Aufgabe: Bitte führe den Lesetext über Antisemitismus weiter unten im Anschluss an seinen letzten Satz fort.

Lesetext:
□ □ □

Wir wissen, dass Antisemitismus als Einstellung in der Bevölkerung vorhanden ist. Das ist bei diesem Konflikt und anlässlich der Gewalteskalation im Nahen Osten aufgebrochen.

In den verschiedenen Reden ist schon deutlich geworden, dass Antisemitismus auch in un­terschiedlichen Phänomenen vorkommt. Wir reden über Antisemitismus als Einstellung in der Mitte der Gesellschaft, aber natürlich auch über israelbezogenen Antisemitismus in linken Mi­lieus und in migrantischen Milieus sowie über Antisemitismus als integralem Bestandteil des Rechtsextremismus.

Deshalb ist es so wichtig, dass wir uns damit auch auseinandersetzen.

□ □ □

Gespeicherte Dateneinträge
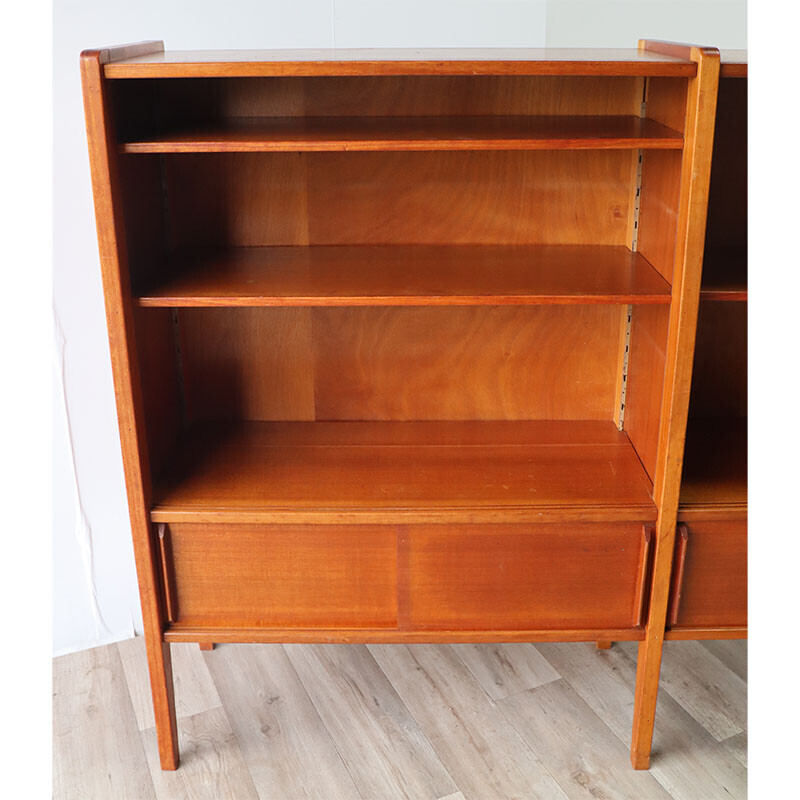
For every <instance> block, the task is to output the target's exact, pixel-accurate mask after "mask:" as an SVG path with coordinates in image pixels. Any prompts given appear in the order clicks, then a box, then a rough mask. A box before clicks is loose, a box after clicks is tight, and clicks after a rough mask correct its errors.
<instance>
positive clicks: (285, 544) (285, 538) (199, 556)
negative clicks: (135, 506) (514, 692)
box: [157, 522, 651, 638]
mask: <svg viewBox="0 0 800 800" xmlns="http://www.w3.org/2000/svg"><path fill="white" fill-rule="evenodd" d="M157 530H158V534H159V537H160V544H161V554H162V571H163V576H164V587H165V601H166V606H167V613H168V618H169V620H170V626H171V627H172V629H173V630H176V631H177V630H179V629H181V628H184V629H189V628H205V629H213V628H216V629H226V630H229V631H235V630H236V629H242V630H244V629H247V630H250V631H252V630H254V629H261V630H268V629H272V630H280V629H296V630H297V629H306V630H313V629H319V630H328V631H333V630H359V629H361V630H365V631H369V630H373V631H378V630H381V629H382V630H387V629H388V630H394V631H395V632H397V634H398V637H400V638H402V632H403V631H409V632H412V631H440V632H452V633H453V637H454V638H457V637H458V633H457V632H458V631H463V632H469V631H474V632H476V633H478V634H480V633H481V632H491V631H498V632H501V631H512V632H513V631H545V632H547V631H554V632H556V631H569V632H571V633H572V634H574V636H573V637H572V638H575V637H576V636H578V635H579V633H580V632H581V631H586V632H587V633H588V635H587V638H592V636H591V632H593V631H594V632H598V631H603V630H613V631H615V632H617V633H619V636H618V638H638V634H637V631H638V630H639V629H640V626H641V625H642V623H643V616H644V613H645V608H644V597H645V594H646V583H647V579H648V572H649V553H650V541H651V534H650V529H649V528H648V527H646V526H644V525H642V524H640V523H631V522H625V523H574V524H550V523H538V524H533V525H520V524H513V525H512V524H509V525H505V524H481V525H477V524H475V525H472V524H469V525H445V524H425V525H398V526H393V525H249V524H241V525H230V524H218V523H209V524H201V523H180V524H170V525H159V526H158V527H157ZM626 631H627V632H629V633H630V635H629V636H628V635H626V633H625V632H626Z"/></svg>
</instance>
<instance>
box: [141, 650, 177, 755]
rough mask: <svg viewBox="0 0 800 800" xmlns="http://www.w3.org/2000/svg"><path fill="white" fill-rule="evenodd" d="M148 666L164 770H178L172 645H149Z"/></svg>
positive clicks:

□ □ □

Antwort zur Aufgabe:
Ich finde es besorgniserregend, wie schnell und gewaltbereit sich der Nahostkonflikt auch hier auf Nordrhein-Westfalen ausgewirkt hat. Es lag ja kein Tag zwischen den Raketenschüssen der Hamas auf Israel und den ersten Angriffen gegen Synagogen hier in Nordrhein-Westfalen. Ich will die Diskussion, die wir im Innenausschuss dazu hatten, gar nicht wiederholen, aber doch eine kleine Anmerkung machen. Ich hätte mir erhofft, dass man aus den Erfahrungen während des Gazakrieges 2014 den Schluss gezogen hätte, dass die Polizei die Schutzmaß­nahmen hier in NRW schneller hochfahren muss. Vielleicht hätten die Angriffe auf die Syna­gogen in Bonn und in Münster damit auch verhindert werden können.

Die Polizei hat zwischen dem 10. Mai und dem 4. Juni dieses Jahres 111 antisemitische Vor­fälle in NRW verzeichnet – 111 Vorfälle in nur 25 Tagen. Das ist aus meiner Sicht eine er­schreckend hohe Anzahl von Straftaten, von Vorfällen. Das muss uns als Demokratinnen und Demokraten zu denken geben. Das können wir nicht hinnehmen.

(Beifall von den GRÜNEN)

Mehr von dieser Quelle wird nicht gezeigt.